# Instructions for the task:
Look below for the lines from the one with "Where can the cloud" to the one with "Where can the wooden fence", and copy exactly those lines, both ends included.

-- Data under study follows --

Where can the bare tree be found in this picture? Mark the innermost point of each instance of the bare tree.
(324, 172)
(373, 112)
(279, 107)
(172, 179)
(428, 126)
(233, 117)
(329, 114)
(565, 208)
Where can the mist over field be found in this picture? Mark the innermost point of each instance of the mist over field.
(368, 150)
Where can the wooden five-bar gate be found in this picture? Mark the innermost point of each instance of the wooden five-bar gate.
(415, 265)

-- Data under study concluded --
-- Data under study follows --

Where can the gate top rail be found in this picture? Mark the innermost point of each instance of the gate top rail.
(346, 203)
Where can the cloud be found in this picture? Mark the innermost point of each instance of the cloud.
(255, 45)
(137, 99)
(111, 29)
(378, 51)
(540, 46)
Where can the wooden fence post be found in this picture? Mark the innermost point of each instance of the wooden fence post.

-- Data under study concluded --
-- Data under study follows --

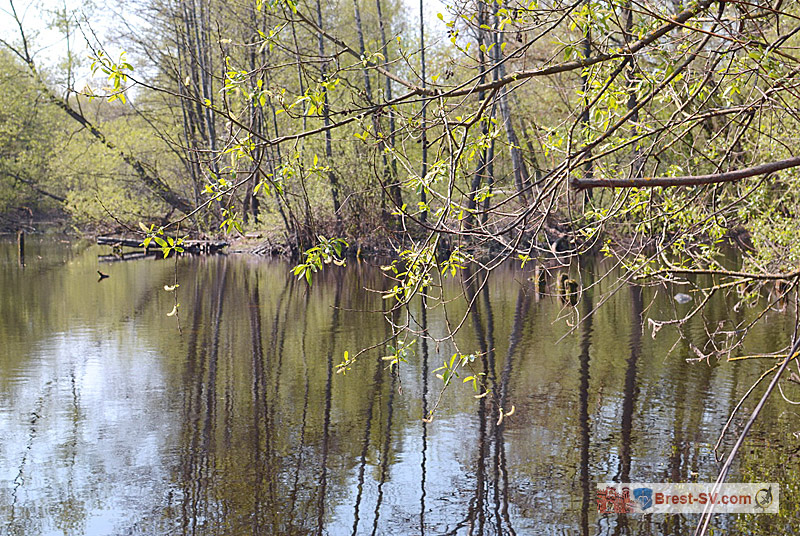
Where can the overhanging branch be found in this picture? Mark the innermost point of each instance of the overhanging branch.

-- Data under study concluded --

# Your response:
Where can the cloud be found in this picture? Mark the innermost point of each instance of the cloud.
(255, 45)
(137, 99)
(111, 29)
(378, 51)
(540, 46)
Where can the wooden fence post be found in this picture? Mark the innermost point of each instance of the wooden fence post.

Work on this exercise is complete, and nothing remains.